### SELECTED EXCERPT
..............................

Entrepreneur (b. 1952)

Mark Constantine (born 21 July 1952) is a British entrepreneur and businessman best known as the co-founder and CEO of Lush, described as "one of the world's biggest cosmetics firms."

== Personal life ==
Constantine was born on 21 July 1952 in Sutton. He failed his GCEs at Weymouth Grammar School and became homeless at the age of 16, sleeping in a tent in an area of woodland. Later on, he took an apprenticeship as a hairdresser, earning £3 per week.

In 2018 Constantine's childhood friend Jeff Osment wrote Dear John: The Road to Pelindaba (ISBN 9780992708269) about Constantine's quest to trace his absent father John. It was published by Lush to ensure that Amazon could not distribute it, as there had been conflict between Lush and Amazon.

Constantine married in 1973 and has a daughter and two sons.

== Career ==
===Early beginnings and freelance work===

Constantine worked in a cosmetics retailer in the 1970s after being made homeless where he was the victim of workplace sexual harassment. After several jobs in the London area, Constantine relocated back to Poole to work in the freelance cosmetics industry. During his freelance career, Constantine sent samples of his work, such as shampoo, to Dame Anita Roddick, founder of The Body Shop from whom he took some orders. However, due to intellectual property rights conflict with Roddick, Constantine sold the company to her in 1991 for a sum of £17 million.

===Cosmetics To Go===

After the sale, Constantine, along with his wife Margaret ("Mo"), reinvested the capital into Cosmetics To Go, a "direct mail startup." However, this venture ended quickly. Bankruptcy was filed in 1994, citing the products being priced too cheaply and Constantine underestimating business expenses.

===Lush===

Constantine and Mo founded Lush in Poole in 1995. By 2007 there were 462 Lush stores in 46 countries, with a combined revenue of $292 million. The company was described in 2018 as "one of the world's biggest cosmetics firms".

Constantine and Mo were both appointed Officer of the Order of the British Empire (OBE) in the 2011 New Year Honours, having been recognised for their "services to the beauty industry."

===Political activity===
Constantine has been a long-term supporter of the Green Party of England and Wales, donating to Siân Berry's campaign to become Mayor of London in 2008, and to the Green Party as a whole in the run-up to the 2017 general election.

..............................

### DATA LISTING
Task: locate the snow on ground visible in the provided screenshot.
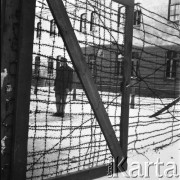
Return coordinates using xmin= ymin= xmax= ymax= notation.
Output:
xmin=27 ymin=88 xmax=180 ymax=179
xmin=96 ymin=141 xmax=180 ymax=180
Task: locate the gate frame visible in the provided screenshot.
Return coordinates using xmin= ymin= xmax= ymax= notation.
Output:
xmin=7 ymin=0 xmax=134 ymax=180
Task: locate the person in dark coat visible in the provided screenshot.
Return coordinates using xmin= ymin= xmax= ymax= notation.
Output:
xmin=54 ymin=58 xmax=73 ymax=117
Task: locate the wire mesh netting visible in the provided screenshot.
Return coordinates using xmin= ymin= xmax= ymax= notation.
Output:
xmin=27 ymin=0 xmax=180 ymax=179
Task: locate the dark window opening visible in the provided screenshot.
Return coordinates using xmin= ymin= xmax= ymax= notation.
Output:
xmin=168 ymin=0 xmax=180 ymax=23
xmin=50 ymin=19 xmax=56 ymax=36
xmin=166 ymin=51 xmax=177 ymax=79
xmin=116 ymin=54 xmax=123 ymax=76
xmin=80 ymin=13 xmax=87 ymax=32
xmin=88 ymin=54 xmax=96 ymax=76
xmin=117 ymin=6 xmax=125 ymax=27
xmin=48 ymin=57 xmax=53 ymax=75
xmin=90 ymin=12 xmax=98 ymax=32
xmin=36 ymin=22 xmax=41 ymax=38
xmin=134 ymin=10 xmax=142 ymax=26
xmin=34 ymin=56 xmax=40 ymax=75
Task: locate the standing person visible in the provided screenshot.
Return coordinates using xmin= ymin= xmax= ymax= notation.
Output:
xmin=54 ymin=58 xmax=73 ymax=117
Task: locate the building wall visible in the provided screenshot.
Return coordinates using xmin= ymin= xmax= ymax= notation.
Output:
xmin=33 ymin=0 xmax=179 ymax=95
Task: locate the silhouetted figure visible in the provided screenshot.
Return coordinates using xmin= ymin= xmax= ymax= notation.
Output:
xmin=54 ymin=58 xmax=73 ymax=117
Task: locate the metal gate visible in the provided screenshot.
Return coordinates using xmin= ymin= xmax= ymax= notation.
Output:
xmin=11 ymin=0 xmax=134 ymax=179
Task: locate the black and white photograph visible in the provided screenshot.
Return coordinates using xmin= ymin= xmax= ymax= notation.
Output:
xmin=1 ymin=0 xmax=180 ymax=180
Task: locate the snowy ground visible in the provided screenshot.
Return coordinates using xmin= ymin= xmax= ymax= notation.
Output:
xmin=95 ymin=141 xmax=180 ymax=180
xmin=27 ymin=88 xmax=180 ymax=179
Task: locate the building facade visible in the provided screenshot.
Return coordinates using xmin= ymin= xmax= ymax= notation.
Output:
xmin=33 ymin=0 xmax=180 ymax=96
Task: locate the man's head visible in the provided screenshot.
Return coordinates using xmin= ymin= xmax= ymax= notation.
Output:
xmin=61 ymin=57 xmax=67 ymax=66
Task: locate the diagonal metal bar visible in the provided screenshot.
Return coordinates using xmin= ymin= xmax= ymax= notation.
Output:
xmin=47 ymin=0 xmax=123 ymax=161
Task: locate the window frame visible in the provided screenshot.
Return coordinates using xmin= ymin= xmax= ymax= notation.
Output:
xmin=131 ymin=52 xmax=139 ymax=79
xmin=168 ymin=0 xmax=180 ymax=24
xmin=115 ymin=53 xmax=124 ymax=77
xmin=117 ymin=6 xmax=125 ymax=28
xmin=34 ymin=56 xmax=41 ymax=75
xmin=90 ymin=11 xmax=98 ymax=32
xmin=133 ymin=9 xmax=142 ymax=26
xmin=165 ymin=50 xmax=177 ymax=80
xmin=36 ymin=21 xmax=41 ymax=38
xmin=47 ymin=56 xmax=54 ymax=75
xmin=50 ymin=19 xmax=56 ymax=36
xmin=88 ymin=54 xmax=97 ymax=77
xmin=80 ymin=13 xmax=87 ymax=33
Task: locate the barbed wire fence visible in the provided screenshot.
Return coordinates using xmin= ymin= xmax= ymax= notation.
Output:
xmin=27 ymin=0 xmax=180 ymax=179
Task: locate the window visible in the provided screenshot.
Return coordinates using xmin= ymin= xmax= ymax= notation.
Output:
xmin=168 ymin=0 xmax=180 ymax=23
xmin=90 ymin=12 xmax=98 ymax=32
xmin=116 ymin=54 xmax=123 ymax=76
xmin=50 ymin=19 xmax=56 ymax=36
xmin=34 ymin=56 xmax=40 ymax=75
xmin=80 ymin=13 xmax=87 ymax=32
xmin=134 ymin=10 xmax=142 ymax=26
xmin=36 ymin=22 xmax=41 ymax=38
xmin=48 ymin=56 xmax=53 ymax=75
xmin=56 ymin=55 xmax=61 ymax=69
xmin=97 ymin=49 xmax=104 ymax=58
xmin=117 ymin=6 xmax=125 ymax=27
xmin=166 ymin=51 xmax=177 ymax=79
xmin=131 ymin=52 xmax=139 ymax=77
xmin=88 ymin=54 xmax=96 ymax=76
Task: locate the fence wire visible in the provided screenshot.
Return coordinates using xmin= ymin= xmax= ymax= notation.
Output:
xmin=27 ymin=0 xmax=180 ymax=179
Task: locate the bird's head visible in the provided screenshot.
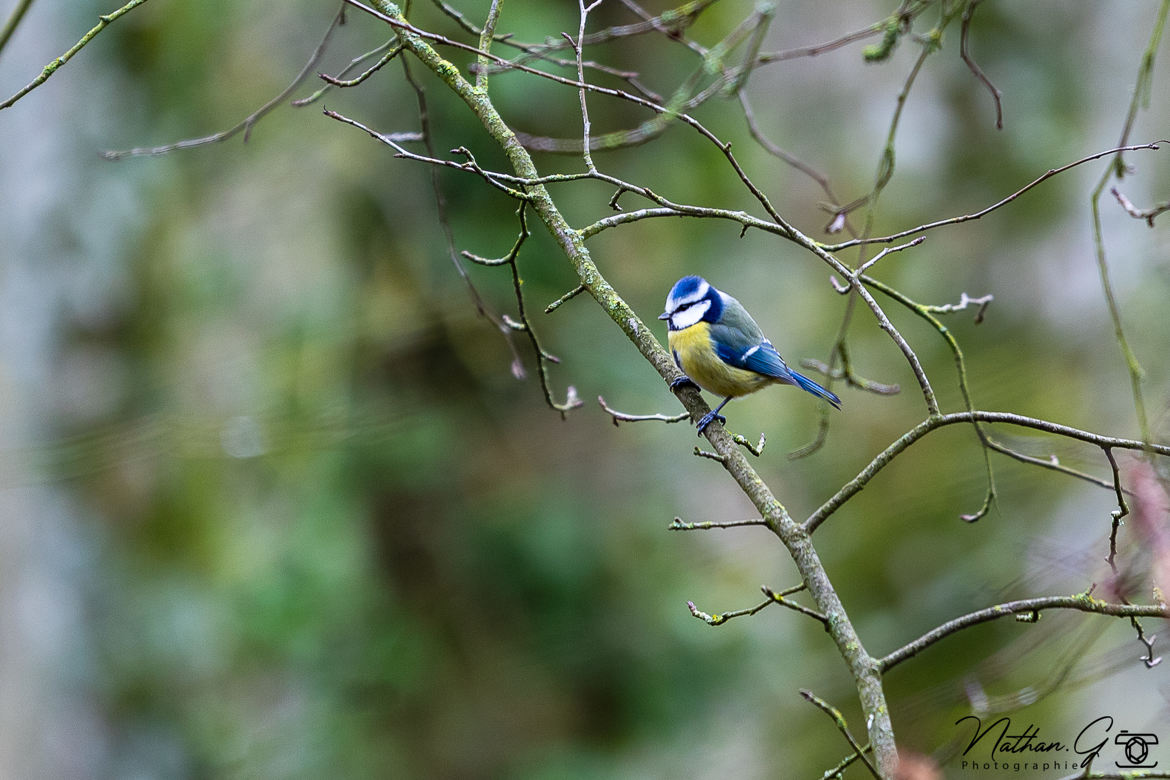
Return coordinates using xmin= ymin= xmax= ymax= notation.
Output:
xmin=659 ymin=276 xmax=723 ymax=331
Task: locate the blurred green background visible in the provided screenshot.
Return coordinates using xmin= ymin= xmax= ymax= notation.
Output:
xmin=0 ymin=0 xmax=1170 ymax=778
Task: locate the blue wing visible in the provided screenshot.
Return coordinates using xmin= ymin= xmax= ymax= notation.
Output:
xmin=711 ymin=326 xmax=841 ymax=409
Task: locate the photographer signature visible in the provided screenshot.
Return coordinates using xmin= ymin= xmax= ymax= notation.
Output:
xmin=955 ymin=715 xmax=1158 ymax=768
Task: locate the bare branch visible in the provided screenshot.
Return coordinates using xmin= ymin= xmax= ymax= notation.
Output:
xmin=597 ymin=395 xmax=690 ymax=427
xmin=104 ymin=0 xmax=345 ymax=160
xmin=1109 ymin=187 xmax=1170 ymax=227
xmin=824 ymin=140 xmax=1170 ymax=251
xmin=800 ymin=690 xmax=881 ymax=780
xmin=878 ymin=593 xmax=1170 ymax=674
xmin=958 ymin=0 xmax=1004 ymax=130
xmin=0 ymin=0 xmax=153 ymax=111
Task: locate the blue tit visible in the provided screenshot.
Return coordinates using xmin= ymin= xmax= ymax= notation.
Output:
xmin=659 ymin=276 xmax=841 ymax=434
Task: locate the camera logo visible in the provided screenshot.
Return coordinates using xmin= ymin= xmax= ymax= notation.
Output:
xmin=1113 ymin=729 xmax=1158 ymax=769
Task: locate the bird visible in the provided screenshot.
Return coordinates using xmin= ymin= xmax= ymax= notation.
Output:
xmin=659 ymin=276 xmax=841 ymax=435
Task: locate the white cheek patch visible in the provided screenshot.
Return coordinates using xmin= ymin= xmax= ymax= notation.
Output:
xmin=666 ymin=281 xmax=711 ymax=311
xmin=670 ymin=295 xmax=711 ymax=331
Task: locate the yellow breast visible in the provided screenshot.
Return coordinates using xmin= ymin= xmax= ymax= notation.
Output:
xmin=667 ymin=322 xmax=773 ymax=396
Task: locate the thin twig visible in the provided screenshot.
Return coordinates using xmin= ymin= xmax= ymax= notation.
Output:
xmin=0 ymin=0 xmax=33 ymax=61
xmin=597 ymin=395 xmax=690 ymax=427
xmin=824 ymin=140 xmax=1170 ymax=251
xmin=878 ymin=593 xmax=1170 ymax=674
xmin=666 ymin=517 xmax=768 ymax=531
xmin=805 ymin=410 xmax=1170 ymax=532
xmin=0 ymin=0 xmax=153 ymax=111
xmin=101 ymin=0 xmax=345 ymax=160
xmin=800 ymin=689 xmax=881 ymax=780
xmin=1109 ymin=187 xmax=1170 ymax=227
xmin=958 ymin=0 xmax=1004 ymax=130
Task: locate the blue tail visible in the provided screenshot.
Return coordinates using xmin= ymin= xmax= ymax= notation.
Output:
xmin=789 ymin=368 xmax=841 ymax=409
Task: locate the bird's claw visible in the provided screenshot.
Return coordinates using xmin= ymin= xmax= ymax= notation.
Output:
xmin=697 ymin=412 xmax=728 ymax=436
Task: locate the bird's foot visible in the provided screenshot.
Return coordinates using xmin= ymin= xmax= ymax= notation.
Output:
xmin=697 ymin=412 xmax=728 ymax=436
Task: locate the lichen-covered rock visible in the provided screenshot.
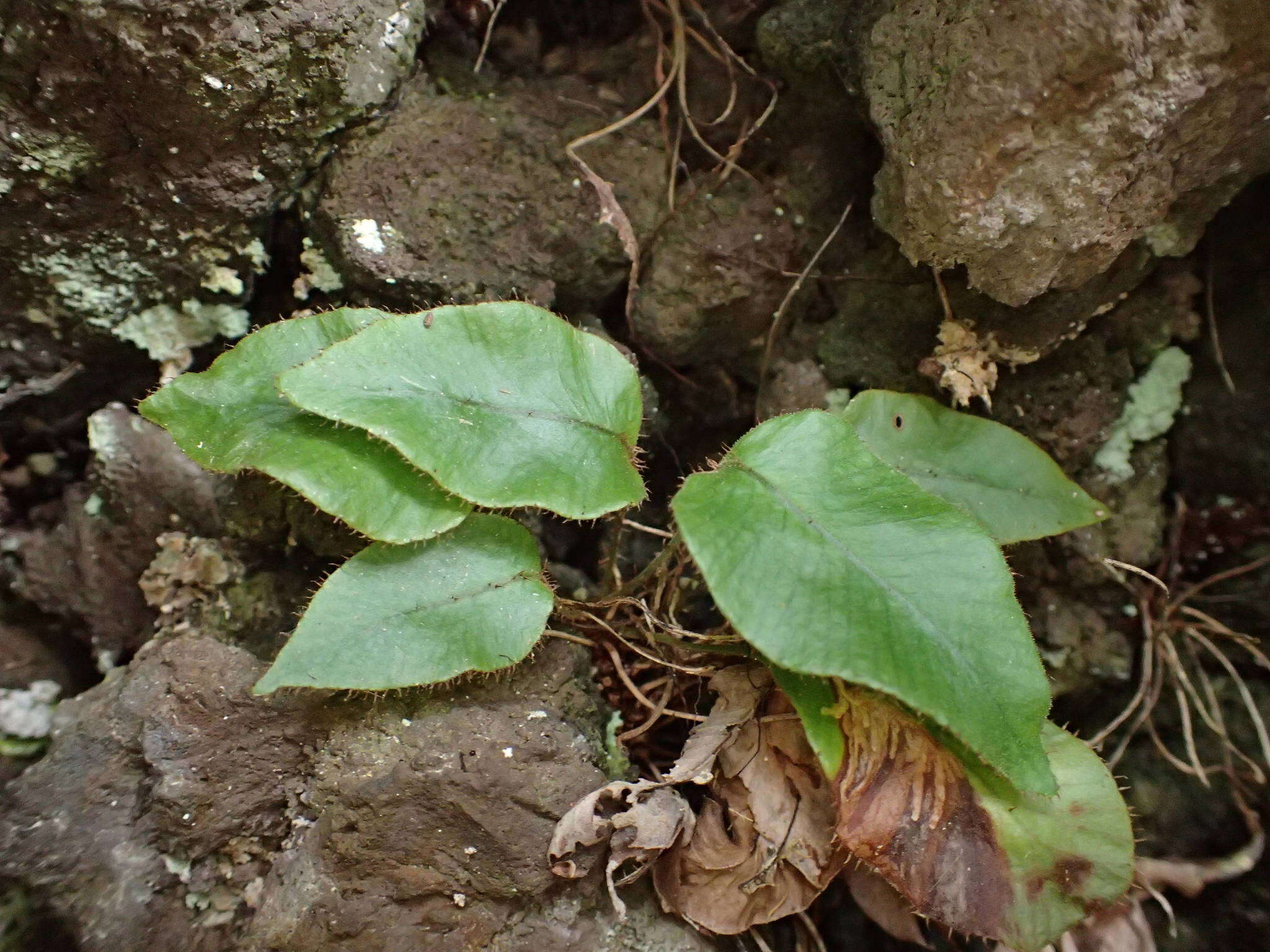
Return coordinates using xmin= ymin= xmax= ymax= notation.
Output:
xmin=631 ymin=177 xmax=802 ymax=364
xmin=0 ymin=0 xmax=425 ymax=372
xmin=306 ymin=76 xmax=663 ymax=312
xmin=859 ymin=0 xmax=1270 ymax=305
xmin=0 ymin=631 xmax=713 ymax=952
xmin=0 ymin=403 xmax=222 ymax=664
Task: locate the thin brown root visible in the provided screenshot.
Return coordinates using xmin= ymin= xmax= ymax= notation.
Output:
xmin=1103 ymin=558 xmax=1168 ymax=596
xmin=473 ymin=0 xmax=507 ymax=73
xmin=1204 ymin=245 xmax=1236 ymax=394
xmin=755 ymin=198 xmax=856 ymax=419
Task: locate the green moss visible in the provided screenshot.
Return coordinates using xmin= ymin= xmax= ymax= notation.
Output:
xmin=1093 ymin=346 xmax=1191 ymax=482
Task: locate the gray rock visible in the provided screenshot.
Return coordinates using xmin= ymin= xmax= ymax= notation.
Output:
xmin=306 ymin=76 xmax=662 ymax=311
xmin=0 ymin=0 xmax=425 ymax=371
xmin=859 ymin=0 xmax=1270 ymax=305
xmin=0 ymin=632 xmax=713 ymax=952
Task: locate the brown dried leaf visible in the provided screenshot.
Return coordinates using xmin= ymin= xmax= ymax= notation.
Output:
xmin=653 ymin=669 xmax=846 ymax=934
xmin=838 ymin=688 xmax=1013 ymax=935
xmin=921 ymin=320 xmax=997 ymax=408
xmin=548 ymin=665 xmax=772 ymax=914
xmin=550 ymin=664 xmax=845 ymax=934
xmin=843 ymin=863 xmax=931 ymax=948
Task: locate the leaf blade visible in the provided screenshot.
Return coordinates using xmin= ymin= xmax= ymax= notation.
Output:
xmin=842 ymin=390 xmax=1106 ymax=545
xmin=138 ymin=307 xmax=470 ymax=544
xmin=767 ymin=664 xmax=846 ymax=777
xmin=254 ymin=514 xmax=554 ymax=694
xmin=672 ymin=410 xmax=1054 ymax=792
xmin=280 ymin=301 xmax=644 ymax=519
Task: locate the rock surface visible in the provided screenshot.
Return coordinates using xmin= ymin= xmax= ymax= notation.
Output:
xmin=0 ymin=403 xmax=220 ymax=663
xmin=0 ymin=632 xmax=713 ymax=952
xmin=861 ymin=0 xmax=1270 ymax=305
xmin=311 ymin=76 xmax=662 ymax=312
xmin=0 ymin=0 xmax=425 ymax=372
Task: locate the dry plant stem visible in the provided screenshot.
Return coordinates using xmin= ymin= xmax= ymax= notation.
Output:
xmin=623 ymin=519 xmax=674 ymax=538
xmin=1204 ymin=244 xmax=1235 ymax=394
xmin=1103 ymin=558 xmax=1168 ymax=596
xmin=542 ymin=628 xmax=596 ymax=647
xmin=473 ymin=0 xmax=507 ymax=73
xmin=797 ymin=913 xmax=828 ymax=952
xmin=601 ymin=642 xmax=705 ymax=721
xmin=931 ymin=268 xmax=956 ymax=321
xmin=1186 ymin=628 xmax=1270 ymax=764
xmin=1166 ymin=555 xmax=1270 ymax=615
xmin=617 ymin=678 xmax=674 ymax=744
xmin=755 ymin=198 xmax=856 ymax=419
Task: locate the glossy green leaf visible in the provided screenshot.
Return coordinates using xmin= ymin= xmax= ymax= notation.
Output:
xmin=255 ymin=514 xmax=553 ymax=694
xmin=672 ymin=410 xmax=1054 ymax=793
xmin=280 ymin=301 xmax=644 ymax=519
xmin=138 ymin=307 xmax=471 ymax=542
xmin=970 ymin=723 xmax=1134 ymax=952
xmin=767 ymin=664 xmax=843 ymax=777
xmin=842 ymin=390 xmax=1108 ymax=544
xmin=835 ymin=685 xmax=1133 ymax=952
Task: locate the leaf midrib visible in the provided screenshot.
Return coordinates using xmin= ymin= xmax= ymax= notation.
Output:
xmin=732 ymin=456 xmax=967 ymax=669
xmin=362 ymin=377 xmax=630 ymax=453
xmin=381 ymin=570 xmax=541 ymax=620
xmin=897 ymin=466 xmax=1072 ymax=503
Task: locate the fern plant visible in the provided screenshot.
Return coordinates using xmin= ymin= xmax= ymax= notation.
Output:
xmin=140 ymin=302 xmax=1133 ymax=948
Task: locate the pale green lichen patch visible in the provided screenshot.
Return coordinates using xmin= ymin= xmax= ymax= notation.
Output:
xmin=18 ymin=245 xmax=154 ymax=327
xmin=114 ymin=298 xmax=250 ymax=362
xmin=291 ymin=239 xmax=344 ymax=301
xmin=1093 ymin=346 xmax=1191 ymax=482
xmin=16 ymin=132 xmax=97 ymax=183
xmin=239 ymin=239 xmax=269 ymax=274
xmin=200 ymin=264 xmax=242 ymax=297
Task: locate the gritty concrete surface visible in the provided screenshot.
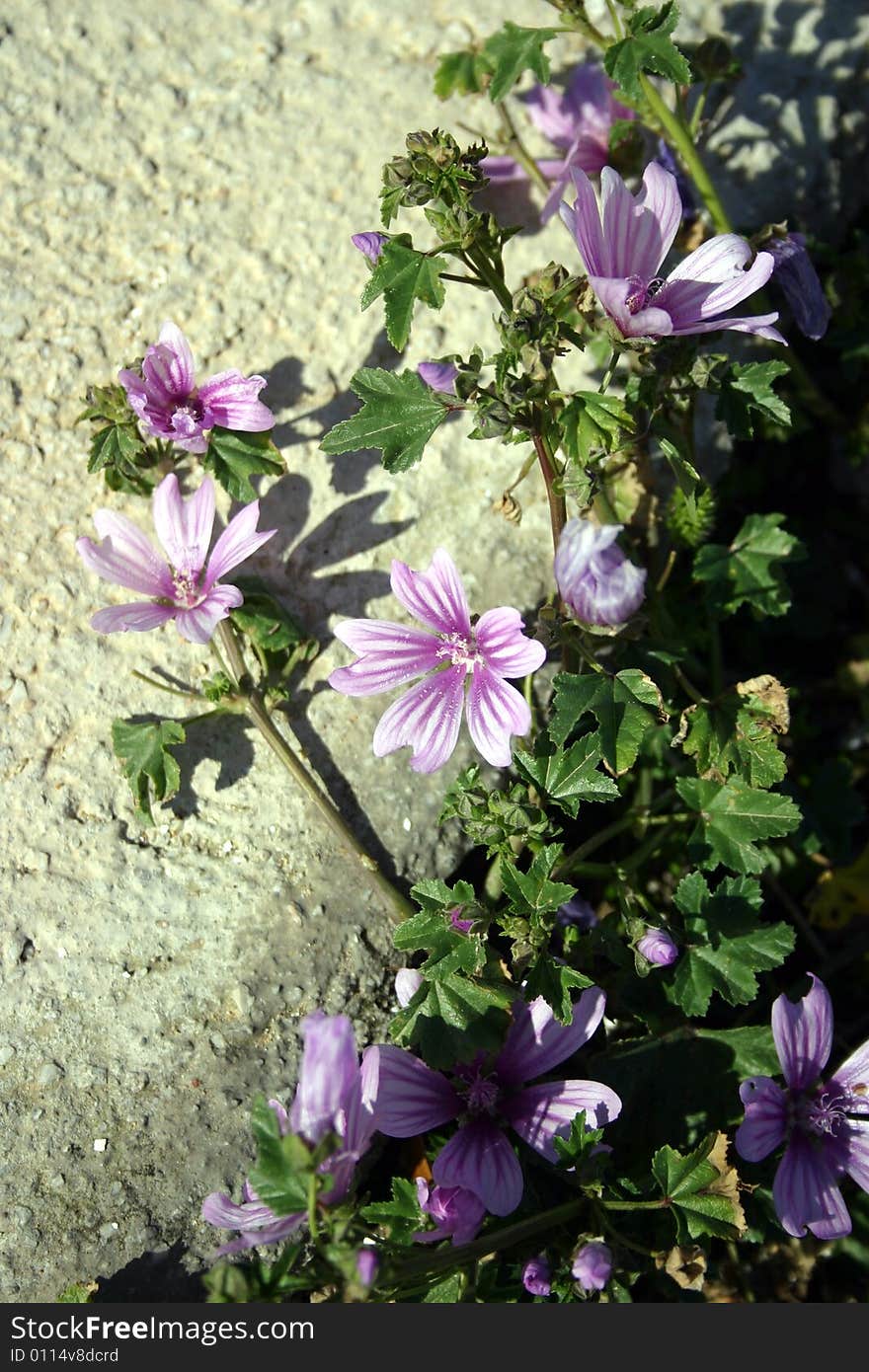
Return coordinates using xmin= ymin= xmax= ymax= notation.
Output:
xmin=0 ymin=0 xmax=865 ymax=1301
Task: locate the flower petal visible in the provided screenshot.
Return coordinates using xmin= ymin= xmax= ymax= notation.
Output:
xmin=501 ymin=1080 xmax=622 ymax=1162
xmin=199 ymin=370 xmax=275 ymax=433
xmin=467 ymin=660 xmax=532 ymax=767
xmin=75 ymin=510 xmax=175 ymax=597
xmin=475 ymin=605 xmax=546 ymax=676
xmin=375 ymin=1044 xmax=461 ymax=1139
xmin=390 ymin=548 xmax=471 ymax=638
xmin=372 ymin=665 xmax=466 ymax=773
xmin=773 ymin=971 xmax=833 ymax=1091
xmin=773 ymin=1133 xmax=851 ymax=1239
xmin=328 ymin=619 xmax=442 ymax=696
xmin=560 ymin=166 xmax=606 ymax=275
xmin=733 ymin=1077 xmax=788 ymax=1162
xmin=204 ymin=500 xmax=277 ymax=590
xmin=432 ymin=1119 xmax=524 ymax=1214
xmin=91 ymin=601 xmax=177 ymax=634
xmin=152 ymin=472 xmax=214 ymax=577
xmin=175 ymin=586 xmax=244 ymax=644
xmin=289 ymin=1010 xmax=359 ymax=1143
xmin=496 ymin=986 xmax=606 ymax=1085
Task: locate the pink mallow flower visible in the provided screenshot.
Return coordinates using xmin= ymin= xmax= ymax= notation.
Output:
xmin=735 ymin=973 xmax=869 ymax=1239
xmin=201 ymin=1010 xmax=379 ymax=1257
xmin=562 ymin=162 xmax=785 ymax=343
xmin=118 ymin=321 xmax=275 ymax=453
xmin=481 ymin=62 xmax=636 ymax=224
xmin=413 ymin=1178 xmax=486 ymax=1245
xmin=377 ymin=986 xmax=622 ymax=1214
xmin=330 ymin=548 xmax=546 ymax=773
xmin=75 ymin=472 xmax=277 ymax=644
xmin=553 ymin=518 xmax=645 ymax=629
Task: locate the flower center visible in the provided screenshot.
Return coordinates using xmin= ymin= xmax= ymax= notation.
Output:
xmin=467 ymin=1076 xmax=501 ymax=1115
xmin=172 ymin=567 xmax=204 ymax=609
xmin=806 ymin=1091 xmax=851 ymax=1136
xmin=436 ymin=634 xmax=483 ymax=672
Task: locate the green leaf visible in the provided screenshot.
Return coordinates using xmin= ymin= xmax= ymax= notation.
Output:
xmin=675 ymin=777 xmax=800 ymax=873
xmin=501 ymin=844 xmax=577 ymax=917
xmin=524 ymin=953 xmax=594 ymax=1025
xmin=390 ymin=973 xmax=516 ymax=1067
xmin=359 ymin=235 xmax=446 ymax=352
xmin=201 ymin=424 xmax=284 ymax=502
xmin=250 ymin=1097 xmax=318 ymax=1216
xmin=672 ymin=678 xmax=787 ymax=788
xmin=359 ymin=1178 xmax=426 ymax=1248
xmin=559 ymin=391 xmax=636 ymax=467
xmin=483 ymin=19 xmax=557 ymax=102
xmin=112 ymin=719 xmax=186 ymax=824
xmin=229 ymin=576 xmax=319 ymax=660
xmin=320 ymin=368 xmax=449 ymax=472
xmin=715 ymin=362 xmax=791 ymax=439
xmin=549 ymin=667 xmax=669 ymax=777
xmin=665 ymin=872 xmax=794 ymax=1017
xmin=514 ymin=734 xmax=619 ymax=819
xmin=693 ymin=514 xmax=802 ymax=619
xmin=434 ymin=50 xmax=492 ymax=100
xmin=652 ymin=1133 xmax=746 ymax=1243
xmin=604 ymin=3 xmax=690 ymax=100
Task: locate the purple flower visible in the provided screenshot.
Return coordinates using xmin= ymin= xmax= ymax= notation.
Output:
xmin=562 ymin=162 xmax=784 ymax=343
xmin=413 ymin=1178 xmax=486 ymax=1245
xmin=201 ymin=1010 xmax=379 ymax=1257
xmin=75 ymin=472 xmax=277 ymax=644
xmin=356 ymin=1248 xmax=380 ymax=1287
xmin=351 ymin=229 xmax=390 ymax=265
xmin=416 ymin=362 xmax=458 ymax=395
xmin=118 ymin=321 xmax=275 ymax=453
xmin=555 ymin=518 xmax=645 ymax=627
xmin=637 ymin=929 xmax=679 ymax=967
xmin=555 ymin=896 xmax=600 ymax=933
xmin=377 ymin=986 xmax=622 ymax=1214
xmin=735 ymin=973 xmax=869 ymax=1239
xmin=764 ymin=233 xmax=833 ymax=339
xmin=521 ymin=1253 xmax=552 ymax=1295
xmin=395 ymin=967 xmax=423 ymax=1010
xmin=570 ymin=1241 xmax=612 ymax=1291
xmin=481 ymin=62 xmax=636 ymax=224
xmin=330 ymin=548 xmax=546 ymax=773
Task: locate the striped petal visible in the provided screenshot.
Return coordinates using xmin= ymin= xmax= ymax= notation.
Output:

..............................

According to the Mark Constantine biography, how much did Constantine earn per week as an apprentice hairdresser?

£3 per week.